Location annotation dataset excerpts:

____________

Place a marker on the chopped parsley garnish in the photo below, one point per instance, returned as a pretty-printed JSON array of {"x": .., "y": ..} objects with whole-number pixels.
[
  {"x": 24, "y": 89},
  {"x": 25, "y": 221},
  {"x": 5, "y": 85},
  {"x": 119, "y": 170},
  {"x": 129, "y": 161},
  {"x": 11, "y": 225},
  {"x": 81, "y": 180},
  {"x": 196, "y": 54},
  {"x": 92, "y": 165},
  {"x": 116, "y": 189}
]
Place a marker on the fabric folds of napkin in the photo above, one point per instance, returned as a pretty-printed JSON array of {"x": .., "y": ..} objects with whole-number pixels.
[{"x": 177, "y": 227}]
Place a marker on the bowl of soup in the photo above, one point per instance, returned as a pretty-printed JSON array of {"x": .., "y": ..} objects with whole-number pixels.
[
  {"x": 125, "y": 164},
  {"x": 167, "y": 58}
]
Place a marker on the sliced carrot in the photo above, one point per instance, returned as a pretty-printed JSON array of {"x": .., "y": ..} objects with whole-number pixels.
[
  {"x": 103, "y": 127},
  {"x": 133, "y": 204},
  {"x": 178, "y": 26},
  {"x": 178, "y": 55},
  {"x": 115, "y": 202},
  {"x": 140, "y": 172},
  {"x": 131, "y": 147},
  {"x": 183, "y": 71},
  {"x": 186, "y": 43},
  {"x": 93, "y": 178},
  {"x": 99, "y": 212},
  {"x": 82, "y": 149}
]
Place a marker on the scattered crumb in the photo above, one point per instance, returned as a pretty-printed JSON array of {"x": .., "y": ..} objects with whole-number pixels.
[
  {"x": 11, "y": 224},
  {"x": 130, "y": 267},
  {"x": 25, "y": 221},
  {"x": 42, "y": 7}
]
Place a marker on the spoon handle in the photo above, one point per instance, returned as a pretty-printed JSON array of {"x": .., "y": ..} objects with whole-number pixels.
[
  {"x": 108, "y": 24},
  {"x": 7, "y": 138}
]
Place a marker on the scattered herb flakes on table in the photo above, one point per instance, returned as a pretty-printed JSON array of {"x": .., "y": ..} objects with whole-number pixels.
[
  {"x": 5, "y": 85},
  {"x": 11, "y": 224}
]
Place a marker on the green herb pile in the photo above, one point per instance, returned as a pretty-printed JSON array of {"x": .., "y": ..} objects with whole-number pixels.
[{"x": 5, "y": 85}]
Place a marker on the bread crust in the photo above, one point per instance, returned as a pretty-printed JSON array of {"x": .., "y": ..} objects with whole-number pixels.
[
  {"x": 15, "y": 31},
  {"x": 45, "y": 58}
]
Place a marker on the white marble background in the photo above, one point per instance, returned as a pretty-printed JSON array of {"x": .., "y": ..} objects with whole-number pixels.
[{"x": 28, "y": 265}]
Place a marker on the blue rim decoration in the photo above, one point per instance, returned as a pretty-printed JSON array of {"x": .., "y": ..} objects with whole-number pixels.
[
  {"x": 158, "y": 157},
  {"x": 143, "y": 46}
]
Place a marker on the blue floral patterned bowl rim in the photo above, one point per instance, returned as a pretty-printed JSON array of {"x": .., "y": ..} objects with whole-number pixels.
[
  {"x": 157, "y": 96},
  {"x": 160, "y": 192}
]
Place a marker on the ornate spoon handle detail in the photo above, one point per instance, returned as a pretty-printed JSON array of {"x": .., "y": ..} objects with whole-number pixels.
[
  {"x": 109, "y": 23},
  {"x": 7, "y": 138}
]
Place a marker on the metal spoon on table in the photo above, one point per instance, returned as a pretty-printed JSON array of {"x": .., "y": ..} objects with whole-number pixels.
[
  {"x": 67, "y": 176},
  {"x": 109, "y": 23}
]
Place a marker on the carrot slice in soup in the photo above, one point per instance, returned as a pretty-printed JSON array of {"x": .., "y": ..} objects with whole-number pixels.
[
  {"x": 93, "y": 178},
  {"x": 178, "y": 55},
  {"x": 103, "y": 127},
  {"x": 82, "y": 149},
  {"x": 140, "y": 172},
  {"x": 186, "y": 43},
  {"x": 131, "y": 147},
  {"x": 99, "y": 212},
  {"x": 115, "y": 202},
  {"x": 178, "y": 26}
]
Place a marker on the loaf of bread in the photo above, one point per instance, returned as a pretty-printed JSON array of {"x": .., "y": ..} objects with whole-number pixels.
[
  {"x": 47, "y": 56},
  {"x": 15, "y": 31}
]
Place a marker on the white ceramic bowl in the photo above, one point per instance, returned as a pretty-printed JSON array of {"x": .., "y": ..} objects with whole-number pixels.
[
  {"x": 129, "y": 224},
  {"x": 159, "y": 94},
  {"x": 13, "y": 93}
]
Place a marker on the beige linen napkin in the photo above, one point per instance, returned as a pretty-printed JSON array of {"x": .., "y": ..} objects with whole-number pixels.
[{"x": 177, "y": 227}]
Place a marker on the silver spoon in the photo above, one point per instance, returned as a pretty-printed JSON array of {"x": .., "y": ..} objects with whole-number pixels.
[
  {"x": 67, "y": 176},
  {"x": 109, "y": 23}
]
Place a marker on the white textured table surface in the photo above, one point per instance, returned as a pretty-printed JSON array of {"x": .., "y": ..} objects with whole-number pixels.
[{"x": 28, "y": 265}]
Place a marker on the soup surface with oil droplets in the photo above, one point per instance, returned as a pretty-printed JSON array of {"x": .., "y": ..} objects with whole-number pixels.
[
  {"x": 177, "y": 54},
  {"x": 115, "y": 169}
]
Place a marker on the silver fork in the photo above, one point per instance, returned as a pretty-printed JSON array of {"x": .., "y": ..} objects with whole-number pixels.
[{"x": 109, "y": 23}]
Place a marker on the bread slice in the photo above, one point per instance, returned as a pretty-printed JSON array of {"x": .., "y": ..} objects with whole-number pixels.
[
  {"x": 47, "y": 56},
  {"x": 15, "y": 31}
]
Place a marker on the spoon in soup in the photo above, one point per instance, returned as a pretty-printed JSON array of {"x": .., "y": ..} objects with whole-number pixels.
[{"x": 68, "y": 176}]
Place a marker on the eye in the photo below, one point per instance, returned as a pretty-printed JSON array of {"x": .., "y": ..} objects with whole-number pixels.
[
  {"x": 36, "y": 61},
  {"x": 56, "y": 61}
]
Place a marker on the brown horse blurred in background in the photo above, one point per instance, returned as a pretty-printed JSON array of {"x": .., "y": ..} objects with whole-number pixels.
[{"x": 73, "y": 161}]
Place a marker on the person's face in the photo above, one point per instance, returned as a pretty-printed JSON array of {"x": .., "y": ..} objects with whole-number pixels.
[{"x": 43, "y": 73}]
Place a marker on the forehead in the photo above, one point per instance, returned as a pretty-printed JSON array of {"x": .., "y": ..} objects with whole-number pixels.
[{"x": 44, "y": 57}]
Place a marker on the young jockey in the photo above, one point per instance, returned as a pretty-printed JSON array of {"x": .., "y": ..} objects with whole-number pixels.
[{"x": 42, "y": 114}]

____________

> YOUR TASK
In the records above, find the line containing "Place a marker on the white textured"; please retype it and every line after it through the last line, exactly and with nothing else.

> COMPLETED EXERCISE
Place a marker on the white textured table surface in the photo above, one point per instance, returned as a pretty-printed JSON array of {"x": .., "y": ..} objects with whole-number pixels.
[{"x": 28, "y": 265}]
Place a marker on the soup surface with oil droplets in the photo above, one point per instance, returned as a pretty-printed JSON array of {"x": .., "y": ..} objects with whole-number pixels.
[
  {"x": 177, "y": 54},
  {"x": 115, "y": 169}
]
Place a marker on the silver fork in the photo above, one point per instance, returned as a pretty-printed JSON array of {"x": .., "y": ..} objects with whole-number pixels.
[{"x": 109, "y": 23}]
Place a marker on the bread slice in the photo above, one point per instance, returned as a pretty-printed JSON array of {"x": .., "y": ..} objects with whole-number pixels.
[
  {"x": 47, "y": 56},
  {"x": 15, "y": 31}
]
Place a marker on the spoon in soup in the photo above, one point per instance, returned as a pretty-printed JSON array of {"x": .., "y": ..} objects with whole-number pixels.
[{"x": 68, "y": 176}]
Place a marker on the eye in the photo below, one point per instance, returned as a pretty-printed JSON array of {"x": .., "y": ..} objects with whole-number pixels.
[
  {"x": 36, "y": 61},
  {"x": 56, "y": 61}
]
Place a marker on the brown horse blurred in background in the photo above, one point per instance, returned as a pretty-printed JSON array of {"x": .., "y": ..} objects with whole-number pixels.
[{"x": 73, "y": 161}]
Place a marker on the person's face in the photo above, one point per instance, returned as a pretty-printed JSON array of {"x": .., "y": ..} objects with whole-number pixels.
[{"x": 43, "y": 73}]
Place a marker on the forehead in the photo above, one point per instance, returned as a pretty-printed JSON array of {"x": .., "y": ..} objects with whole-number pixels.
[{"x": 44, "y": 57}]
Place a marker on the young jockey in the photo above, one point per instance, returned as a pretty-printed JSON array of {"x": .., "y": ..} objects with whole-number pixels.
[{"x": 42, "y": 114}]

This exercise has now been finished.